* **Given data**

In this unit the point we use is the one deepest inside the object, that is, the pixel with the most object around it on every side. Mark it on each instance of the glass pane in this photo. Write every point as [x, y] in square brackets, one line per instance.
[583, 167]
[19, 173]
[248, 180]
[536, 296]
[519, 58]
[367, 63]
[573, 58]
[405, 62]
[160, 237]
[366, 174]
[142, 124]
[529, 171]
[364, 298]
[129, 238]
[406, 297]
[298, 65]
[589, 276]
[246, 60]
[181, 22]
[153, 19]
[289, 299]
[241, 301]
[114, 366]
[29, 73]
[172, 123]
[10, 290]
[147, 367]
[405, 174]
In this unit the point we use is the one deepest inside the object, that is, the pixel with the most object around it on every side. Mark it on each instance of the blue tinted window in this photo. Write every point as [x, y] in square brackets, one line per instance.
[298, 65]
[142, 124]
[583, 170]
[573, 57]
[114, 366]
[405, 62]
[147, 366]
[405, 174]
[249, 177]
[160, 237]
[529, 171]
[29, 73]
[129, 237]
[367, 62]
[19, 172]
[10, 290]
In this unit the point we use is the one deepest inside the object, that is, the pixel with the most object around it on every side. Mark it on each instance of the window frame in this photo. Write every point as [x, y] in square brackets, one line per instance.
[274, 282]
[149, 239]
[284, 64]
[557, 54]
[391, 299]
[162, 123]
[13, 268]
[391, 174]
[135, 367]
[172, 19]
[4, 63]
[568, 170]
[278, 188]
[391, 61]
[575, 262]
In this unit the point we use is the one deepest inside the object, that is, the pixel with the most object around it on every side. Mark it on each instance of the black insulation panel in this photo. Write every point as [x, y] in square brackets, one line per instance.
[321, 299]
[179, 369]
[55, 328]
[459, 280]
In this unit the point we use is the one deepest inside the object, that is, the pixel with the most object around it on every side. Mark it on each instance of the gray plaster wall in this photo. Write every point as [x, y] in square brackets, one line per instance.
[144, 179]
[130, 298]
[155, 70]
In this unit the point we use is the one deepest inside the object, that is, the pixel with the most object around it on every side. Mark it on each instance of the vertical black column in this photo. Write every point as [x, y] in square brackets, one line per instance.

* **Short exercise**
Reproduce the entries word for word, starting with the line that contains "of the window" and ending with the last line of the entries, including both.

* **Final result**
In this unit the point we use is the one deepest inside the object, that is, the pixel with the most object around it on every side. Mark it on each instance of the window frame in this photo. Write every point as [x, y] in square brackets, one line per instance.
[274, 282]
[149, 239]
[284, 64]
[557, 54]
[391, 299]
[162, 123]
[13, 268]
[391, 174]
[135, 367]
[172, 19]
[4, 63]
[568, 170]
[278, 188]
[391, 61]
[575, 262]
In this unit the point we use is the one deepest inside the object, that is, the pixel with the most object around it on every side. Mark it on each instance of the black insulation panel in this photo. Write every point as [x, y] in square brackets, one line per instance.
[321, 299]
[179, 369]
[55, 328]
[459, 280]
In this unit the point we use is the one deepest inside the object, that is, the pixel with the most object around it on every side. Mark it on each instance of the gray plaster wall in this photo. Write every point as [x, y] in square brackets, one line per instance.
[144, 179]
[130, 298]
[155, 70]
In this unit the point we use is the one deepest inside the object, that is, the pixel with the most object around it on every side. Mark it on each instance of the vertical black column in this photo. Write every point as [x, y] in square brackets, one line per instance.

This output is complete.